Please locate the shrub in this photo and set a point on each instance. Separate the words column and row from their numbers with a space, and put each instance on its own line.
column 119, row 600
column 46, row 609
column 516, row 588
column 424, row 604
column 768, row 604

== == ==

* **What is required**:
Please render all of the material above as a two-column CSV with the headers instruction and response, one row for each text and its answer. Put each value in its own quoted field and turn line breaks into spaces.

* **Final result**:
instruction,response
"Please locate the shrub in this photo and set a point on each instance. Separate the words column and row from their numbers with a space, and put each instance on its own line.","column 119, row 600 column 46, row 609 column 516, row 588 column 424, row 604 column 768, row 604"